Count the lines below that contain the string "sand", matching case exactly, and give only that number.
○ ○ ○ ○ ○
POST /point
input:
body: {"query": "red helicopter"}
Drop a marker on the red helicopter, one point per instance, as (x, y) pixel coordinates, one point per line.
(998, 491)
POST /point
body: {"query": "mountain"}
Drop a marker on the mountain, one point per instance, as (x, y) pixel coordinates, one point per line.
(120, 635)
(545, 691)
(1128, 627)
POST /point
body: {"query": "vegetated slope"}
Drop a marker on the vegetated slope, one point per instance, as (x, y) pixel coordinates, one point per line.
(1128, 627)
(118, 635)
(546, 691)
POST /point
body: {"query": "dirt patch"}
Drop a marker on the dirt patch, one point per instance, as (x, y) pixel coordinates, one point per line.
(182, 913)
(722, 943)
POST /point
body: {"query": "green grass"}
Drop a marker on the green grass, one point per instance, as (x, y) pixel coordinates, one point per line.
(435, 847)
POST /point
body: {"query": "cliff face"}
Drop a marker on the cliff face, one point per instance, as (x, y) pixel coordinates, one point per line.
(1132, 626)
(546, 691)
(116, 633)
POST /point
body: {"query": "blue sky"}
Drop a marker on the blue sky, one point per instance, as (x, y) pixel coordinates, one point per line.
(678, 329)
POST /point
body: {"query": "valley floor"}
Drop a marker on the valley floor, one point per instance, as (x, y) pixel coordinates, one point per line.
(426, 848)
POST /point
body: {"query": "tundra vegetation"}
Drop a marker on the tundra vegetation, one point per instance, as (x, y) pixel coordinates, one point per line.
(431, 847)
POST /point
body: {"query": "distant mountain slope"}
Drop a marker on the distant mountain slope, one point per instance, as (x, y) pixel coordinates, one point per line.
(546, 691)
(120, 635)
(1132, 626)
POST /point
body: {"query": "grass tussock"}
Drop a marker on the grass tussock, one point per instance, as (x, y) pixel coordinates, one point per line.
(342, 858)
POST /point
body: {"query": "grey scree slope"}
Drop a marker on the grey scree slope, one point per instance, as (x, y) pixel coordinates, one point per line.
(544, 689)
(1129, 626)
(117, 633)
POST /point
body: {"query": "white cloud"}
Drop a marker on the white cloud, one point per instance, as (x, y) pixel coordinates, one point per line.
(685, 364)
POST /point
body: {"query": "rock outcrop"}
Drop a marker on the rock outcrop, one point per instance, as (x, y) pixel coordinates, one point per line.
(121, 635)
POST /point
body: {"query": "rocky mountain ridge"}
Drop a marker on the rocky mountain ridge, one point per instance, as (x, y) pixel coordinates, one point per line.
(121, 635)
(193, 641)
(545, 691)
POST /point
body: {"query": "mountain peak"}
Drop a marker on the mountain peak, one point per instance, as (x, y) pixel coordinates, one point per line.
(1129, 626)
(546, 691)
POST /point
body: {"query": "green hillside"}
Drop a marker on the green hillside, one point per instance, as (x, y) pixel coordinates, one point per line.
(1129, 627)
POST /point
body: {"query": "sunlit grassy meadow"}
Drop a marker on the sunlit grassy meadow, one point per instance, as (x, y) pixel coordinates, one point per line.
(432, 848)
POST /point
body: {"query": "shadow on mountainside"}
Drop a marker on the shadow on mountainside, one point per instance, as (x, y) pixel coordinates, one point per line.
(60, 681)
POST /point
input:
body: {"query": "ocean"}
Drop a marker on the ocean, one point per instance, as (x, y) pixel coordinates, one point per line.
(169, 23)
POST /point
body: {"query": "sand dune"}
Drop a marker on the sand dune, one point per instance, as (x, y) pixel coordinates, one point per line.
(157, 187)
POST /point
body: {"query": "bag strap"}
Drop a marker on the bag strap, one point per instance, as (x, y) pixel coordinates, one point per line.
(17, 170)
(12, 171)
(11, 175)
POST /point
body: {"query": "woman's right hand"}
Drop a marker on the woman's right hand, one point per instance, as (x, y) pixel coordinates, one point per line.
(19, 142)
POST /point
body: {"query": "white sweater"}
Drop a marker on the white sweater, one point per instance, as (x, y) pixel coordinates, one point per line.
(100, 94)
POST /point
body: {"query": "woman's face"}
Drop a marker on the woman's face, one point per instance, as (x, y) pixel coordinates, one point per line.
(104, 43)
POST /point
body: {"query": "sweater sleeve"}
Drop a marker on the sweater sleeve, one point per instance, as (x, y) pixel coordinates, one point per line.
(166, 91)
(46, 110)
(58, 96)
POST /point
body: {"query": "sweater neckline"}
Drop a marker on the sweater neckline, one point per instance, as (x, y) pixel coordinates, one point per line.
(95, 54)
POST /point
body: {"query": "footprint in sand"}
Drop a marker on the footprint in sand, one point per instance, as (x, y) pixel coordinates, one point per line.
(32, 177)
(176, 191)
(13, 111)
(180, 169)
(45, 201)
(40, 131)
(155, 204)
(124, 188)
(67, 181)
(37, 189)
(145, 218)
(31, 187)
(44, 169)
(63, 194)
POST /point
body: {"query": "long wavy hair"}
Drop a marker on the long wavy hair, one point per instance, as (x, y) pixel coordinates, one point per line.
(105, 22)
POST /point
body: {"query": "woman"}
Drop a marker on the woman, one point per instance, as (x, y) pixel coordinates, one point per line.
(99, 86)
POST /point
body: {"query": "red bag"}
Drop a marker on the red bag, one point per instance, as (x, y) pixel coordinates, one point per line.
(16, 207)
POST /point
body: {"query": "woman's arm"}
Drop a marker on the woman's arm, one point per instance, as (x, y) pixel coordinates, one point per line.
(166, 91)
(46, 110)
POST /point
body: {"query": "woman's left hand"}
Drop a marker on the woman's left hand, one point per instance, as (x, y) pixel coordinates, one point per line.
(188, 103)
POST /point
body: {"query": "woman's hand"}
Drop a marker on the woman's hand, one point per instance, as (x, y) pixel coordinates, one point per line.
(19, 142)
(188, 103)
○ ○ ○ ○ ○
# Full answer
4